Ecco perché appare strano vedere ora il Presidente del Consiglio lanciare il guanto di sfida alla magistratura italiana – quella, cosiddetta, politicizzata – in un impeto di berlusconismo. È l’evidente segno di una sofferenza cresciuta nell’ultimo mese: prima il caso Santanché, poi quello Delmastro tornato in auge, infine quello che riguarda il figlio di Ignazio La Russa. Meloni si sente all’angolo e contrattacca: siamo accerchiati, vogliono farci cadere. Accuse talmente rumorose che rischiano di spostare l’attenzione e di offuscare il discorso, nel merito, sul dossier riforma della giustizia che è nelle mani del Ministro Carlo Nordio.

Mattarella vigile

Insomma, questo berlusconismo di ritorno difficilmente potrà piacere a Bruxelles. E nemmeno alla presidenza della Repubblica che, fortuna, riporta il piano del discorso sul merito passando al lucernino il contenuto della riforma della giustizia preparata dal governo Meloni. Fugato ogni dubbio di incostituzionalità: il testo scritto – che da via Arenula tengono a dire che è ancora suscettibile di modifiche – è coerente con il dettato costituzionale. Il Presidente Sergio Mattarella, quindi, riportano fonti quirinalizie, firmerà per dovere d’ufficio l’autorizzazione a presentare alle camere il Ddl. Non è un decreto, ma un disegno di legge. Ergo, non entrerà in vigore ipso iure ma solo – ed eventualmente – in seno all’iter parlamentare previsto per legge.

*Da svolgere:*
• A. Trascrivi dal brano sulla riforma della giustizia il tratto che comincia con "Mattarella vigile" e prosegue fino a "previsto per legge.".
• B. Indica se ciascuna affermazione concorda con il brano sulla riforma della giustizia. Rispondi sì o no e cita le parole del brano che lo stabiliscono.
(i) Mattarella firmerà l'autorizzazione a presentare il Ddl alle camere.
(ii) Il provvedimento del governo è un decreto.
(iii) Il dossier sulla riforma della giustizia è affidato al Ministro Carlo Nordio.
• C. Riprendi il brano sulla riforma della giustizia dal punto in cui si ferma.

*Materiale:*
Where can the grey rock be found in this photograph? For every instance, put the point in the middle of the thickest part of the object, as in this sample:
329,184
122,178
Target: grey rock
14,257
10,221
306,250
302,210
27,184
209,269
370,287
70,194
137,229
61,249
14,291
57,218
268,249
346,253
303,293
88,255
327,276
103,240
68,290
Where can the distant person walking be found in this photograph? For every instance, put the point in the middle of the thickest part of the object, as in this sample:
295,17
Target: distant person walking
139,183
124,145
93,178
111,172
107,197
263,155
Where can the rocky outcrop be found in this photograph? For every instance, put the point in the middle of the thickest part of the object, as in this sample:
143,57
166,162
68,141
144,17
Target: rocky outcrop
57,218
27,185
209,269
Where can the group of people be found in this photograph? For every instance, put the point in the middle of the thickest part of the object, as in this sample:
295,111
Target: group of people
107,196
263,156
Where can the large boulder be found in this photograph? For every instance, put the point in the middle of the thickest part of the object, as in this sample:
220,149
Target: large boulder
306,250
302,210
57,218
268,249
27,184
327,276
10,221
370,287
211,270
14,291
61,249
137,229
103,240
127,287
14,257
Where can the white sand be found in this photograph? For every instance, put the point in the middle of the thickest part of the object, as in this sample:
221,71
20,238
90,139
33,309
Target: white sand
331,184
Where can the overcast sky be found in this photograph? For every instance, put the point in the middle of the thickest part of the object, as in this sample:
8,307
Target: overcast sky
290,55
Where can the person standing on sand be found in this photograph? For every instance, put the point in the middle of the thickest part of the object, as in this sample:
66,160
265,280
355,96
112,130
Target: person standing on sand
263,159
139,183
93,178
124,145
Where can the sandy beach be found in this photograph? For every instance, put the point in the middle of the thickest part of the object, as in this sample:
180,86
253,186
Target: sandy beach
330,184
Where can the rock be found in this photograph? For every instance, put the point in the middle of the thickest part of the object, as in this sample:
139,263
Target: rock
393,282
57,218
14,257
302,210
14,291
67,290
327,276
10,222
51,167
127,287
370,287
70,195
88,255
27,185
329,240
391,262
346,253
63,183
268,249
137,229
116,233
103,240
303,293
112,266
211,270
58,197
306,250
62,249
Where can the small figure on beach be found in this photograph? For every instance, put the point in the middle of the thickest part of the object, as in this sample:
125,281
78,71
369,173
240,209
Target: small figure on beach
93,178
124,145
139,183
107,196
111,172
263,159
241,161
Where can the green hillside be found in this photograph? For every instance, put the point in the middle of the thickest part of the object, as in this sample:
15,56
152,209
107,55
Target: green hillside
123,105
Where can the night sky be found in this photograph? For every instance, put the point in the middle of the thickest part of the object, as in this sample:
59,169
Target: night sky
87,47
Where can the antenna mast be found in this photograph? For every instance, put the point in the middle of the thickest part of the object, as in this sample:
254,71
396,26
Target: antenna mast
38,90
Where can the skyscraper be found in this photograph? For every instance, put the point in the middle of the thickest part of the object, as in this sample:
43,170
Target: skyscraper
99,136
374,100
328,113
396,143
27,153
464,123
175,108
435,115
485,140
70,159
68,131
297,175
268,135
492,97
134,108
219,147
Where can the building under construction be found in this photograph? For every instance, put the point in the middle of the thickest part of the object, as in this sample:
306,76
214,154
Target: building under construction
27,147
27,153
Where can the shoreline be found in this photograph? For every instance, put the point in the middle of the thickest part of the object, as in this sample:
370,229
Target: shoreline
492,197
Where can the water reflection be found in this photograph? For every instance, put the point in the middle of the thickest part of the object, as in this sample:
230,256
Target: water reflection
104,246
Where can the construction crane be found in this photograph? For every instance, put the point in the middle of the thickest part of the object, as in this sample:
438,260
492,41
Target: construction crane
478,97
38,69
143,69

*Risposte scritte:*
• A.
Mattarella vigile

Insomma, questo berlusconismo di ritorno difficilmente potrà piacere a Bruxelles. E nemmeno alla presidenza della Repubblica che, fortuna, riporta il piano del discorso sul merito passando al lucernino il contenuto della riforma della giustizia preparata dal governo Meloni. Fugato ogni dubbio di incostituzionalità: il testo scritto – che da via Arenula tengono a dire che è ancora suscettibile di modifiche – è coerente con il dettato costituzionale. Il Presidente Sergio Mattarella, quindi, riportano fonti quirinalizie, firmerà per dovere d’ufficio l’autorizzazione a presentare alle camere il Ddl. Non è un decreto, ma un disegno di legge. Ergo, non entrerà in vigore ipso iure ma solo – ed eventualmente – in seno all’iter parlamentare previsto per legge.

• B.
(i) Sì: «Il Presidente Sergio Mattarella, quindi, riportano fonti quirinalizie, firmerà per dovere d’ufficio l’autorizzazione a presentare alle camere il Ddl.»
(ii) No: «Non è un decreto, ma un disegno di legge.»
(iii) Sì: «sul dossier riforma della giustizia che è nelle mani del Ministro Carlo Nordio»

• C.
I dubbi

Sempre fonti della presidenza della Repubblica, però, fanno sapere che ci sarebbero almeno due grossi punti interrogativi nella mente del capo dello Stato. Il primo è legato al passaggio della legge che fa sparire l’abuso d’ufficio, l’altro è quello che riduce in modo drastico la portata del traffico d’influenze.

Mediazione in corso

Ecco allora che Sergio Mattarella, oltre a vigiliare, fa da mediatore. Il Presidente della Repubblica, infatti, ha ricevuto al Quirinale la dottoressa Margherita Cassano, Prima Presidente della Corte di Cassazione e il dottor Luigi Salvato, Procuratore Generale della Corte di Cassazione. Un evento non casuale ma che, nel solco attuale, è da intendersi come un tentativo di riportare il discorso sulla giustizia nei ranghi istituzionali e di merito. Necessario visto il recente strabordare di polemiche, contro polemiche, e nostalgici sussulti di berlusconismo. L’obiettivo del Quirinale è chiaro: non solo assicurare che in Parlamento approdi una legge costituzionalmente coerente, ma anche far sì che l’iter legis parti in un clima rasserenato rispetto a quello delle ultime settimane. Altrimenti c’è il rischio che la discussione in aula diventi il pretesto per alimentare ulteriori fiamme. Allontanando, ancora di più, la discussione sulla giustizia dal merito della riforma.